Assignment: Your answer should be the lines from the one containing "Please put a marker on the athletic" through the final line below, copied exactly.
Provided entries Start Marker
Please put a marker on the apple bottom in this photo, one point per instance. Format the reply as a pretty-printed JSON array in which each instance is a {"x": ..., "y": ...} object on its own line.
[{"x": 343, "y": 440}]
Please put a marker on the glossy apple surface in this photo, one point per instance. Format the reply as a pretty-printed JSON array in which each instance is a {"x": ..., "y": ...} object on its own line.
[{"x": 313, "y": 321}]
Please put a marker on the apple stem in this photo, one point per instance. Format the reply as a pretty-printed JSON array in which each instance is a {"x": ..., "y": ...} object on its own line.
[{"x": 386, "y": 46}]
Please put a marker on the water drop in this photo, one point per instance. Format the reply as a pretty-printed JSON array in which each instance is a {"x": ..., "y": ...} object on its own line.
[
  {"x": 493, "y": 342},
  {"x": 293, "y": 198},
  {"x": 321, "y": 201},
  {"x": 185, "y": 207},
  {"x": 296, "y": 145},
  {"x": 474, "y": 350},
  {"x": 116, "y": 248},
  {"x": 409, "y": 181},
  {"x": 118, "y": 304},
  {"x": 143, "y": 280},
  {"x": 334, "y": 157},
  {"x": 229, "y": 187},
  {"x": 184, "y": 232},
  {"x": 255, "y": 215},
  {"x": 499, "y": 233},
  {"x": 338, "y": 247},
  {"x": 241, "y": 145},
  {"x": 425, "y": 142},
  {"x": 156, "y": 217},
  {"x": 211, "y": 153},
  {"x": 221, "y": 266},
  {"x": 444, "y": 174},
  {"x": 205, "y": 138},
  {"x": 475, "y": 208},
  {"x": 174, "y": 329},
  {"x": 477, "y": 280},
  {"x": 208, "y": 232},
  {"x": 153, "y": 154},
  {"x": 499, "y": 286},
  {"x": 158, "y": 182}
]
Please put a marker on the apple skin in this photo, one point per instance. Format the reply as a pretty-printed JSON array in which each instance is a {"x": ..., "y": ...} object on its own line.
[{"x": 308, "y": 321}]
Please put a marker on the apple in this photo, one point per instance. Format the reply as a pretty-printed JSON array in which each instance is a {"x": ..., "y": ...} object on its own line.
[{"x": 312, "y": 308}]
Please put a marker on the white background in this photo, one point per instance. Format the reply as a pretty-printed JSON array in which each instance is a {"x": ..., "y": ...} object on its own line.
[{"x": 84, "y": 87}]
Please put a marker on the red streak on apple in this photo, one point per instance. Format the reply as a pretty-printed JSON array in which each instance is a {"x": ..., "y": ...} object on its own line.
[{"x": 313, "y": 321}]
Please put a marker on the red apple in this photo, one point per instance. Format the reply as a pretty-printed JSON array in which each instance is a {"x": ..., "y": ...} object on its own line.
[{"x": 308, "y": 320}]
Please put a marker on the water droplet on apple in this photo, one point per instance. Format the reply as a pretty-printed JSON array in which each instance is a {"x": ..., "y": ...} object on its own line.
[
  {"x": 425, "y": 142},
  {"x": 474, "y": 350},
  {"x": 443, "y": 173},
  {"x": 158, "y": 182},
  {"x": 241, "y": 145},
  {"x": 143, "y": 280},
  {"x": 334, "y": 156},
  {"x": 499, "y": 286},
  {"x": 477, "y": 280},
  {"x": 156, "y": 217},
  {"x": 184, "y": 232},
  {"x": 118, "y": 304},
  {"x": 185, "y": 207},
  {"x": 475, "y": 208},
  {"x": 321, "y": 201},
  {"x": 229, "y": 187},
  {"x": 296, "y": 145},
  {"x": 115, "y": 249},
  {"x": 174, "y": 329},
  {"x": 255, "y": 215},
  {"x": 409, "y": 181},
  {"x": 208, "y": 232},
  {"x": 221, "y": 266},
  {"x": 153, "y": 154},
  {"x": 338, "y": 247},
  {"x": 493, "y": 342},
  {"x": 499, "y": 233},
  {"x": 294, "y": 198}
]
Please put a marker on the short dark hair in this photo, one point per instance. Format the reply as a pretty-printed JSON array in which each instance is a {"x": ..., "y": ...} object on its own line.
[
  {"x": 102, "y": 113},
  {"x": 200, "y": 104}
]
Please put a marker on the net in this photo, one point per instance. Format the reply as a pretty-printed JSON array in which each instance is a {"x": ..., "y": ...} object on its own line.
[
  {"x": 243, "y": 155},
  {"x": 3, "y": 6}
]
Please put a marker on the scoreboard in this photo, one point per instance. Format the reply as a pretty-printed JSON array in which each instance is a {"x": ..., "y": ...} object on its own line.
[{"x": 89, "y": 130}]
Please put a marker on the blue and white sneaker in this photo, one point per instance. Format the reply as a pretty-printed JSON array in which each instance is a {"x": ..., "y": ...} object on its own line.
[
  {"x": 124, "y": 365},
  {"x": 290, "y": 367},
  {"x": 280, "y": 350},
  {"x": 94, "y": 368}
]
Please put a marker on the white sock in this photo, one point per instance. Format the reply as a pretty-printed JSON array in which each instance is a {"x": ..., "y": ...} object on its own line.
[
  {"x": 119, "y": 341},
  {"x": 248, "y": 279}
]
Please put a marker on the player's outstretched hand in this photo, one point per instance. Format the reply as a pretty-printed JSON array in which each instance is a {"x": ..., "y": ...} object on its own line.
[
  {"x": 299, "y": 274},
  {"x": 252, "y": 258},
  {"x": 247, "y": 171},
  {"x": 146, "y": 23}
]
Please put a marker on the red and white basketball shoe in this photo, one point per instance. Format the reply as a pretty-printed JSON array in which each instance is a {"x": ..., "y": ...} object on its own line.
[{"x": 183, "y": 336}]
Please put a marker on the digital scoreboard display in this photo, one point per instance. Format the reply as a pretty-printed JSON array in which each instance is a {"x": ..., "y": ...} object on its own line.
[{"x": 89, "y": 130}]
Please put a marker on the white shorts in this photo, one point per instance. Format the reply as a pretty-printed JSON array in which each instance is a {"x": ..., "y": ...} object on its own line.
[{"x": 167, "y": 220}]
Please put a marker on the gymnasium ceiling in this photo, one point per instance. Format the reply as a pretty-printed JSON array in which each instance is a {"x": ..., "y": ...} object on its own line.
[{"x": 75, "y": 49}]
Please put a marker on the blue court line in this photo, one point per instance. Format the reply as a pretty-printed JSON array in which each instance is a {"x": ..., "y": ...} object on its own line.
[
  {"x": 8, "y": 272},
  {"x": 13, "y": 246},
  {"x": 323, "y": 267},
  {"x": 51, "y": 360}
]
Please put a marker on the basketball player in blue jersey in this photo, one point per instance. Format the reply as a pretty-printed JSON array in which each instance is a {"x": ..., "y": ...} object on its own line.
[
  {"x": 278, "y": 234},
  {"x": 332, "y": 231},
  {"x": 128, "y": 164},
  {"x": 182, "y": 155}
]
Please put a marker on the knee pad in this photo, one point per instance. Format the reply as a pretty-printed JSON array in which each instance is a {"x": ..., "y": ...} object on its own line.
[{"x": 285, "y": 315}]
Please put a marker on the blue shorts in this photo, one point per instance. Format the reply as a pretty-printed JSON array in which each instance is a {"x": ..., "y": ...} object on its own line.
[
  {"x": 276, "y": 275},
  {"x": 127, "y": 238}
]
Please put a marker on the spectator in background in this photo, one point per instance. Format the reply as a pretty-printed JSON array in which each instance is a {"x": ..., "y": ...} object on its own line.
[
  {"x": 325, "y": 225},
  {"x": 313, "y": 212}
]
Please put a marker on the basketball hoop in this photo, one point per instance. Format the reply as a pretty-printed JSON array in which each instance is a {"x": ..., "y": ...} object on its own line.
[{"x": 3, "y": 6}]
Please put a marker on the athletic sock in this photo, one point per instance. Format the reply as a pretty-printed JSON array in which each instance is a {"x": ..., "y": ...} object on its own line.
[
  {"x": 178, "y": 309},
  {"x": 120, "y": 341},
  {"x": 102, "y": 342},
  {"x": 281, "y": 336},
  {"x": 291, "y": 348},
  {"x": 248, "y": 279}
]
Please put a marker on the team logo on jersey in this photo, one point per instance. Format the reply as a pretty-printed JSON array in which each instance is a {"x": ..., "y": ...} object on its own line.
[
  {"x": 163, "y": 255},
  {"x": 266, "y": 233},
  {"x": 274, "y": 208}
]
Provided entries End Marker
Task response:
Please put a marker on the athletic sock in this photo, one point per instance. Format the reply as a pretty-printed JSON array in which each instance is a {"x": ..., "y": ...} object on its own line.
[
  {"x": 178, "y": 309},
  {"x": 120, "y": 341},
  {"x": 102, "y": 342},
  {"x": 281, "y": 336},
  {"x": 291, "y": 348},
  {"x": 248, "y": 279}
]
Please put a marker on the team logo on jersey in this photo, one point per instance. Format the reply as a pretty-printed JSON array in which each instance is a {"x": ..., "y": ...} object on its own line.
[
  {"x": 163, "y": 255},
  {"x": 266, "y": 233},
  {"x": 274, "y": 208}
]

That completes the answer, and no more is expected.